### Exercise directions
Render every line of the entries below as a numbered list, skipping blank lines and omitting the pictures.

### Exercise input
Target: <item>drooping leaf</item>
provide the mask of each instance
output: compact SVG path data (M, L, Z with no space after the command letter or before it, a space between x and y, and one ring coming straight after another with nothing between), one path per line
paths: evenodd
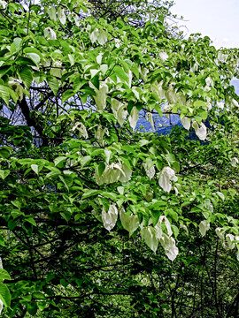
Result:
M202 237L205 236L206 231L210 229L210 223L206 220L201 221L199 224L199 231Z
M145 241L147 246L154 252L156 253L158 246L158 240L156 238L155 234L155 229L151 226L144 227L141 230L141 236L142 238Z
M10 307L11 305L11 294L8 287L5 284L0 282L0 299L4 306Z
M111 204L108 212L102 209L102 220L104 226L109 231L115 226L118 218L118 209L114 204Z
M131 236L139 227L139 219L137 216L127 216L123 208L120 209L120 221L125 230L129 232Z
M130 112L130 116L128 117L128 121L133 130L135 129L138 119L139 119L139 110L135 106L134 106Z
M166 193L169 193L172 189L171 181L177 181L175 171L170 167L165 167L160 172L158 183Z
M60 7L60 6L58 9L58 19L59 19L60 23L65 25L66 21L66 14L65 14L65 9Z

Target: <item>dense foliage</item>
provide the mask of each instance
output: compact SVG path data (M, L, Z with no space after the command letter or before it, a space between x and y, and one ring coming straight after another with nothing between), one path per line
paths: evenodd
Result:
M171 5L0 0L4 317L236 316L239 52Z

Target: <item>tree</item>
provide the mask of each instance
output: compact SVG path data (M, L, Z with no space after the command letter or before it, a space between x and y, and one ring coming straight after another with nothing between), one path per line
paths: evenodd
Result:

### Solution
1. Target: <item>drooping leaf</item>
2. provide the mask of each instance
3. output: compact SVG path data (M, L, Z with no space after the command letter or before it, a space between x and y, and one ring coming straight after another with nothing between), one path per line
4. paths: evenodd
5. Result:
6. M202 237L205 236L206 231L210 229L210 223L206 220L201 221L199 224L199 231Z
7. M145 241L147 246L154 252L156 253L158 246L158 240L156 238L155 234L155 229L151 226L144 227L141 230L141 236L142 238Z
8. M10 307L11 305L11 294L8 287L5 284L0 282L0 299L4 306Z
9. M111 204L108 212L102 209L102 220L104 226L109 231L115 226L118 218L118 209L114 204Z
10. M131 236L139 227L139 219L137 216L127 216L123 208L120 209L120 221L125 230L129 232Z
11. M130 112L130 116L128 117L128 121L133 130L135 129L138 119L139 119L139 110L135 106L134 106Z
12. M166 193L169 193L172 189L171 181L177 181L175 171L170 167L165 167L160 172L158 183Z
13. M60 7L60 6L58 9L58 19L59 19L60 23L65 25L66 21L66 14L65 14L65 9Z
14. Target: <item>dense foliage</item>
15. provide the mask of each instance
16. output: compact SVG path data (M, L, Z with no space after the command letter or before it, a space between x and y, and one ring coming straight after another with nothing between), one path per line
17. paths: evenodd
18. Result:
19. M171 5L0 0L4 317L236 316L239 52Z
20. Target: <item>tree</item>
21. provide the mask of each instance
22. output: compact SVG path data (M, L, Z with no space after the command letter or before it, a space between x and y, and one ring coming straight after another with nothing between), one path per line
23. paths: evenodd
24. Result:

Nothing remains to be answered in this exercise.